ФОРМУЛИРОВКА ЗАДАНИЯ: Оформите все строки приведенных ниже записей как таблицу Markdown со столбцами «Номер» и «Строка», где в первом стоит порядковый номер строки, а во втором сама строка. Пустые строки в таблицу не включайте.

Записи данных:

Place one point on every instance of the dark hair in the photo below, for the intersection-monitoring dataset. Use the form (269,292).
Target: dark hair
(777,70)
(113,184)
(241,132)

РАЗОБРАННЫЙ ОТВЕТ:
| Номер | Строка |
|---|---|
| 1 | Place one point on every instance of the dark hair in the photo below, for the intersection-monitoring dataset. Use the form (269,292). |
| 2 | Target: dark hair |
| 3 | (777,70) |
| 4 | (113,184) |
| 5 | (241,132) |